Excerpted passage
- - -
Occasionally we go to a play without great expectations and leave realising that we have just seen a play that we will remember forever. Holding the Man fell into that rare category. I knew that the play was about two homosexual lovers but little more, so I was not prepared for the profound experience that was to follow.
One reviewer summarised the play as follows:
Deeply moving and often very funny, HOLDING THE MAN is the story of Tim and John who met in high school in the mid-1970s. Tim is an actor performing in the school production of Romeo & Juliet when he reveals his crush on John, captain of the football team. Over the next 15 years, an unlikely and remarkable relationship develops which weathers disapproval, temptation and ultimately death.
The play was adapted by Tommy Murphy from Tomothy Conigrave's memior, published in 1995. Guy Edmonds plays Conigrave and Matt Zeremes plays John Caleo. The photo shows Zeremes and Edmonds as the teenage Caleo and Conigrave at school |
Although Edmonds and Zeremes superbly realise the characters the play is a wonderful all round ensemble performance with the supporting actors Jeanette Cronin, Nicholas Eadie, Robin McLeavy and Brett Stiller playing a range of wonderfully performed characters. I particularly appreciated Jeanette Cronin who played a range of characters including Mrs Caleo and a particularly ugly boy. Her emotional and expressive range was very impressive. Another fine performance was from Nicholas Eadie who played the buttoned up, conservative and ultimately grasping Mr Caleo, as well as the new age, liberated mother of one of the boy's female friends.
- - -
Given problem
Return the review of Holding the Man above in full, word for word.

Supplied material
- - -
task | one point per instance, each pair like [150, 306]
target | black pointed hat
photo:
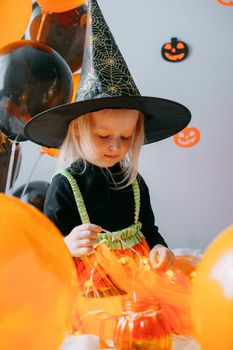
- - -
Answer in full
Occasionally we go to a play without great expectations and leave realising that we have just seen a play that we will remember forever. Holding the Man fell into that rare category. I knew that the play was about two homosexual lovers but little more, so I was not prepared for the profound experience that was to follow.
One reviewer summarised the play as follows:
Deeply moving and often very funny, HOLDING THE MAN is the story of Tim and John who met in high school in the mid-1970s. Tim is an actor performing in the school production of Romeo & Juliet when he reveals his crush on John, captain of the football team. Over the next 15 years, an unlikely and remarkable relationship develops which weathers disapproval, temptation and ultimately death.
The play was adapted by Tommy Murphy from Tomothy Conigrave's memior, published in 1995. Guy Edmonds plays Conigrave and Matt Zeremes plays John Caleo. The photo shows Zeremes and Edmonds as the teenage Caleo and Conigrave at school |
Although Edmonds and Zeremes superbly realise the characters the play is a wonderful all round ensemble performance with the supporting actors Jeanette Cronin, Nicholas Eadie, Robin McLeavy and Brett Stiller playing a range of wonderfully performed characters. I particularly appreciated Jeanette Cronin who played a range of characters including Mrs Caleo and a particularly ugly boy. Her emotional and expressive range was very impressive. Another fine performance was from Nicholas Eadie who played the buttoned up, conservative and ultimately grasping Mr Caleo, as well as the new age, liberated mother of one of the boy's female friends.